Excerpts from a dataset
Start of Block

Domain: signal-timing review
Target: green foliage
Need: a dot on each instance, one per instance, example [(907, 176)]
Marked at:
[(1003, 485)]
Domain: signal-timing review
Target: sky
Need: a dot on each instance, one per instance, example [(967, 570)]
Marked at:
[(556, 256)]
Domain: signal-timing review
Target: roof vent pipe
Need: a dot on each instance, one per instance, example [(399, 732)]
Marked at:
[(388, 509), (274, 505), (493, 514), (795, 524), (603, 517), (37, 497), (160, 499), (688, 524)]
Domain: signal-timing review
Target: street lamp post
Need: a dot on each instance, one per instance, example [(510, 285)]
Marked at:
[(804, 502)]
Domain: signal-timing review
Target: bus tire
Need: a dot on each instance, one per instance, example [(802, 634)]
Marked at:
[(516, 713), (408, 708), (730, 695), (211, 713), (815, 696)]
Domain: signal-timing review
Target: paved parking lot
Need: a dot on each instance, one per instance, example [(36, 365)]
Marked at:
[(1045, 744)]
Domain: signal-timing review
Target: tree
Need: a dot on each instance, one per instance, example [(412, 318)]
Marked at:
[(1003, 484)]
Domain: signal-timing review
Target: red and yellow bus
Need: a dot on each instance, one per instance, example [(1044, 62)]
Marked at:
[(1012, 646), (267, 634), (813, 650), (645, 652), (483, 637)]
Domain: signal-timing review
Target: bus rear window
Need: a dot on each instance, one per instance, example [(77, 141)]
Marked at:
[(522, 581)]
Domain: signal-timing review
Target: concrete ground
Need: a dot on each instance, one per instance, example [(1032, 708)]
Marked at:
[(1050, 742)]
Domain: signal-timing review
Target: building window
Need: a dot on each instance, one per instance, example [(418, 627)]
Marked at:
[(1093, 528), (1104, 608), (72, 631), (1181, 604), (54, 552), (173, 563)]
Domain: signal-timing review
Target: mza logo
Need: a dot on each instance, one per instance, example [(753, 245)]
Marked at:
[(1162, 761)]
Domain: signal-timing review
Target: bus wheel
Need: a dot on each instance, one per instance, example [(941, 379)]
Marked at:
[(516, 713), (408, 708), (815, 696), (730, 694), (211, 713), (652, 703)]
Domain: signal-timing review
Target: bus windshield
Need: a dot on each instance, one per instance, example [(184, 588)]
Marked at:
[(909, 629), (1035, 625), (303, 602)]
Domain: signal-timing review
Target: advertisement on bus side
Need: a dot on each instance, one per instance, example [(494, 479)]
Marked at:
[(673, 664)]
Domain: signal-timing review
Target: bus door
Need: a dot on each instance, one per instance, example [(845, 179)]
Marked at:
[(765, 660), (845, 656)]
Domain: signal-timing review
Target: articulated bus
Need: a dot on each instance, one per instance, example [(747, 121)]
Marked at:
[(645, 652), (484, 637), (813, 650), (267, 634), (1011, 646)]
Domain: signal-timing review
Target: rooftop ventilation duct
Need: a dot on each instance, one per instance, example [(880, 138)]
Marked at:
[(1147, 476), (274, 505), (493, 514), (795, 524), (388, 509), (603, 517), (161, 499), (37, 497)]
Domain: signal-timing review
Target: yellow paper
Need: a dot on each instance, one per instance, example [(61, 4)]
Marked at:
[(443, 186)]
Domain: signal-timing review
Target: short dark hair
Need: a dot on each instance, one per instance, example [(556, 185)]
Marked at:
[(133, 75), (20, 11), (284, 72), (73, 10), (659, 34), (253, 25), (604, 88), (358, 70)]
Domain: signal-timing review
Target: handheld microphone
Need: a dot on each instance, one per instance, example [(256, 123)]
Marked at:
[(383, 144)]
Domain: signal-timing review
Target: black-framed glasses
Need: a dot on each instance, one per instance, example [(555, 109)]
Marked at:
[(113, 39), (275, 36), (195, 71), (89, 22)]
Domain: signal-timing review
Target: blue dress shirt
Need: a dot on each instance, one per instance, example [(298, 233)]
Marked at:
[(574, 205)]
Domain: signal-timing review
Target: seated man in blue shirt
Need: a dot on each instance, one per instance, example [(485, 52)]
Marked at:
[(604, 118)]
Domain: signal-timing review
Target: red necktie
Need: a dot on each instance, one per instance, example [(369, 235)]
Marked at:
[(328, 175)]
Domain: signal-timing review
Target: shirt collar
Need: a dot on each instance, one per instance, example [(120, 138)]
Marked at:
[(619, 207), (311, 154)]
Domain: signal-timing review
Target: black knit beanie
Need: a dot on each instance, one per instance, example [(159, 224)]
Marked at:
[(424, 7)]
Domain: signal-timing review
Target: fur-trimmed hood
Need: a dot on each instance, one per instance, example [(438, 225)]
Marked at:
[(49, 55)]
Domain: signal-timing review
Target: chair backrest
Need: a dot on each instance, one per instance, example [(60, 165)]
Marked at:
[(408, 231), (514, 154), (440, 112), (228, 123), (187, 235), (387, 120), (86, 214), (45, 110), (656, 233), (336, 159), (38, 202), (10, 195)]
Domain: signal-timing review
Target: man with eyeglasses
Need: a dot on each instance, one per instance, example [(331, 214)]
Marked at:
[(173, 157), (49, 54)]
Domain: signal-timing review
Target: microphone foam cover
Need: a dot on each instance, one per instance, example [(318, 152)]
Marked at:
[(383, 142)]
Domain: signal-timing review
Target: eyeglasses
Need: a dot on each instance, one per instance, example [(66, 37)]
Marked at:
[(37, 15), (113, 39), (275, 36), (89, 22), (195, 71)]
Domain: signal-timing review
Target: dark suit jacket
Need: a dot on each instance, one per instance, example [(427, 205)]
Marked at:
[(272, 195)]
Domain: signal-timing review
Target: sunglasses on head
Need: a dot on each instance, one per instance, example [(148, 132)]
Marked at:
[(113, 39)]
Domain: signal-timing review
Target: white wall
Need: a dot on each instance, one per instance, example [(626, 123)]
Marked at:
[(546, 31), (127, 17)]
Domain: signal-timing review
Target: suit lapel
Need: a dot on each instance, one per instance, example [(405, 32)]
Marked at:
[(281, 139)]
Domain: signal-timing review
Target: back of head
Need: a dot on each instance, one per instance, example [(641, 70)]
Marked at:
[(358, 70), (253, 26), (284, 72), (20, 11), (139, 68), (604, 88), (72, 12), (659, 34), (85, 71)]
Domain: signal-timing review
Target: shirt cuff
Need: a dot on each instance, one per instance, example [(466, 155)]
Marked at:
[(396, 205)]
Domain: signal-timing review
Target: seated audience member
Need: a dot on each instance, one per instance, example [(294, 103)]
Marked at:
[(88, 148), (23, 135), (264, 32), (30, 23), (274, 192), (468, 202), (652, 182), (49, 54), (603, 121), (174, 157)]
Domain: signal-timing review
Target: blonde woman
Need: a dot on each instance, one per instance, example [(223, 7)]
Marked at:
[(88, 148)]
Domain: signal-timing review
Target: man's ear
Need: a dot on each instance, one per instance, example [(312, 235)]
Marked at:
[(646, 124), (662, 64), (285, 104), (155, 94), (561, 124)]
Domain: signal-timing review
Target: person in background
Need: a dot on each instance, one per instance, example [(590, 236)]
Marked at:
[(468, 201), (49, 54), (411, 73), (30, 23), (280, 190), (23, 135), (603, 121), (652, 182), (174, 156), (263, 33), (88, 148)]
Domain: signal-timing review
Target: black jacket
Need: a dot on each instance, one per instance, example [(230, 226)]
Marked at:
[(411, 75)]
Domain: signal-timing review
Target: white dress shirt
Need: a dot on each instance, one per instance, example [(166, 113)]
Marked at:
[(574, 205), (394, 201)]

End of Block

# [The task]
Every line of the data above should be reproduced word for word.

# [Solution for this problem]
Domain: signal-timing review
Target: green foliage
Need: a dot on each instance, one per instance, example [(907, 176)]
Marked at:
[(1003, 485)]
Domain: signal-timing review
Target: sky
Need: a dot on each instance, one per instance, example [(967, 570)]
Marked at:
[(556, 256)]
Domain: signal-timing review
Target: roof vent pipe
Need: a dot on each instance, one per instance, example [(399, 732)]
Marked at:
[(388, 509), (274, 505), (493, 514), (795, 524), (603, 517), (37, 497), (160, 499), (688, 524)]
Domain: signal-timing review
Target: street lamp post
Need: a dot on each instance, one per instance, example [(510, 285)]
Marked at:
[(804, 502)]
Domain: signal-timing review
Target: bus tire
Need: a dot on each instance, one per instance, example [(802, 634)]
Marked at:
[(516, 713), (408, 708), (730, 695), (211, 713), (815, 696)]
Domain: signal-timing review
Target: paved parking lot
Need: a dot on each instance, one per instance, example [(36, 365)]
Marked at:
[(1045, 744)]
Domain: signal-timing review
Target: tree
Need: a dot on each instance, one per instance, example [(412, 318)]
Marked at:
[(1003, 484)]
Domain: signal-timing review
Target: red and yellow bus
Need: a dot on each instance, one per instance, example [(1044, 62)]
Marked at:
[(1012, 646), (267, 634), (813, 650), (645, 652), (483, 637)]
Domain: signal-timing review
Target: bus rear window
Need: a dot on each instance, one per instance, example [(77, 141)]
Marked at:
[(522, 581)]
Domain: signal-timing review
Target: concrete ground
Need: a dot on each instance, one per instance, example [(1032, 708)]
Marked at:
[(1050, 742)]
Domain: signal-timing review
Target: building window
Need: a dot on each instance, one per instance, example [(418, 627)]
Marked at:
[(1093, 528), (1104, 608), (72, 631), (1181, 604), (54, 552), (173, 563)]
Domain: signal-timing review
Target: mza logo
Need: a dot on each instance, one per instance, example [(753, 245)]
Marked at:
[(1162, 761)]
Domain: signal-timing review
Target: bus wheel
Need: a dot on each instance, one per instance, example [(941, 379)]
Marked at:
[(516, 713), (408, 708), (815, 696), (730, 694), (211, 713), (652, 703)]
Domain: signal-timing review
Target: bus windshield
Need: a dot on each instance, one per instance, example [(184, 588)]
Marked at:
[(909, 629), (1035, 625), (303, 602)]
Domain: signal-timing review
Target: advertisement on bus side
Need: a dot on each instance, one per instance, example [(494, 479)]
Marked at:
[(673, 664)]
Domain: signal-timing review
Target: bus door
Need: a dot on each instance, one per instance, example [(845, 179)]
Marked at:
[(765, 660), (845, 656)]
Domain: signal-timing review
Target: articulated bus
Need: a dot on each instance, one per instance, example [(747, 121)]
Marked at:
[(645, 652), (484, 637), (813, 650), (267, 634), (1011, 646)]
Domain: signal-timing review
Target: rooftop ventilation duct
Need: a dot on each instance, one per instance, example [(880, 138)]
Marked at:
[(1147, 476), (274, 505), (493, 514), (795, 524), (388, 509), (603, 517), (161, 499), (37, 497)]
Domain: signal-timing review
Target: yellow paper
Need: a dot on each instance, one per instance, example [(61, 4)]
Marked at:
[(443, 186)]
Domain: signal-timing review
Target: short dark hair
Need: a dot on each instance, one per instance, example [(556, 185)]
Marked at:
[(133, 75), (20, 11), (284, 72), (73, 10), (659, 34), (253, 25), (604, 88), (358, 70)]
Domain: signal-timing review
Target: handheld microphone
Need: a dot on each instance, one per instance, example [(256, 123)]
Marked at:
[(383, 144)]
Domain: signal-timing review
Target: black-framed glasses
Need: a dot on each instance, one per instance, example [(555, 109)]
Marked at:
[(113, 39), (275, 36), (195, 71), (89, 22)]
Domain: signal-timing review
Target: blue dress shirt
Need: a dot on each instance, one per instance, example [(298, 233)]
Marked at:
[(574, 205)]
Domain: signal-timing review
Target: seated man in blue shirt
Need: a dot on each instance, one per instance, example [(485, 52)]
Marked at:
[(604, 118)]
Domain: signal-timing review
Target: red necktie
Need: a dot on each instance, one per instance, example [(369, 235)]
Marked at:
[(328, 175)]
Domain: signal-timing review
Target: shirt collar
Need: a dot on each instance, one per instance, example [(120, 138)]
Marked at:
[(619, 207), (311, 154)]
Domain: signal-timing review
Target: black knit beanie
Need: a dot on each instance, one per instance, example [(159, 224)]
Marked at:
[(424, 7)]
Domain: signal-timing review
Target: fur-trimmed hood
Need: a dot on each instance, one per instance, example [(438, 225)]
Marked at:
[(49, 55)]
Domain: signal-timing review
Target: chair backrest
Need: a dot on each instance, one per instance, example [(60, 165)]
Marked at:
[(408, 231), (514, 154), (440, 112), (228, 123), (187, 235), (387, 120), (86, 214), (45, 110), (656, 233), (336, 159), (38, 202), (10, 195)]
Domain: signal-timing review
Target: man with eyeglasses
Need: a dot on each instance, one per instance, example [(331, 214)]
Marked at:
[(173, 157), (49, 54)]
Domain: signal-timing review
Target: microphone foam cover
Need: a dot on each instance, one per instance, example [(318, 152)]
Marked at:
[(383, 142)]
Domain: signal-timing review
Target: eyeglasses
Need: a dot on each instance, one per instance, example [(66, 37)]
Marked at:
[(37, 15), (113, 39), (275, 36), (89, 22), (195, 71)]
Domain: signal-timing review
Target: dark suit jacket
Need: a dot on each instance, one per instance, example [(427, 205)]
Marked at:
[(272, 195)]
Domain: signal-timing review
Target: sunglasses on head
Need: a dot on each instance, one per instance, example [(148, 132)]
Marked at:
[(113, 39)]
Domain: signal-timing review
Target: white wall
Need: a dot on each instance, one per instance, example [(626, 123)]
Marked at:
[(546, 31), (127, 17)]
Domain: signal-timing review
Target: suit lapel
Need: a dot on each instance, one per instance, example [(405, 32)]
Marked at:
[(281, 139)]
Domain: signal-timing review
Target: back of head
Need: a dot on each instance, one per instance, example [(641, 70)]
Marked at:
[(358, 70), (253, 26), (284, 72), (20, 11), (139, 68), (604, 88), (72, 12), (659, 34), (85, 71)]
Domain: signal-timing review
Target: shirt cuff
Need: a dot on each instance, one per instance, example [(466, 155)]
Marked at:
[(396, 205)]
Domain: signal-timing review
Target: seated audience member
Need: a dot on each instance, one per instance, example [(294, 103)]
Marked at:
[(88, 148), (23, 135), (264, 32), (30, 23), (274, 192), (468, 202), (652, 182), (49, 54), (603, 121), (174, 157)]
Domain: signal-timing review
Target: blonde woman
Need: a dot on each instance, one per instance, example [(223, 7)]
Marked at:
[(88, 148)]
Domain: signal-timing review
Target: man's ear
Need: a dot on each instance, one per instance, example [(312, 235)]
Marked at:
[(646, 124), (662, 64), (285, 104), (155, 94), (561, 124)]
Domain: signal-timing review
Target: person in background
Need: a dot on each instance, one per instance, example [(590, 236)]
Marked at:
[(468, 201), (49, 54), (411, 73), (30, 23), (280, 190), (23, 135), (603, 121), (652, 182), (174, 156), (263, 33), (88, 148)]
Domain: signal-timing review
Target: black jacket
Need: a dot on each instance, one per instance, example [(230, 226)]
Marked at:
[(411, 75)]
Domain: signal-timing review
Target: white dress shirt
Need: a dot on each instance, one per instance, example [(166, 113)]
Marked at:
[(574, 205), (394, 201)]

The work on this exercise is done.